_Prompt:_ Copy each of the rows below verbatim.

□ □ □ □ □ □ □

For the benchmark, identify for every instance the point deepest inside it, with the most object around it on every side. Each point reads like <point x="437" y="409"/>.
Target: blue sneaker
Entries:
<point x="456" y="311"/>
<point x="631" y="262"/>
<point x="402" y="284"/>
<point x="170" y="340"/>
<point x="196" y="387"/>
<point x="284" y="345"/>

□ □ □ □ □ □ □

_Right answer:_
For the benchmark, identify for every instance the point deepest inside it, with the most object around it on every side. Each point reads like <point x="437" y="409"/>.
Target: blue sneaker
Entries:
<point x="456" y="311"/>
<point x="631" y="262"/>
<point x="402" y="284"/>
<point x="170" y="340"/>
<point x="196" y="387"/>
<point x="284" y="345"/>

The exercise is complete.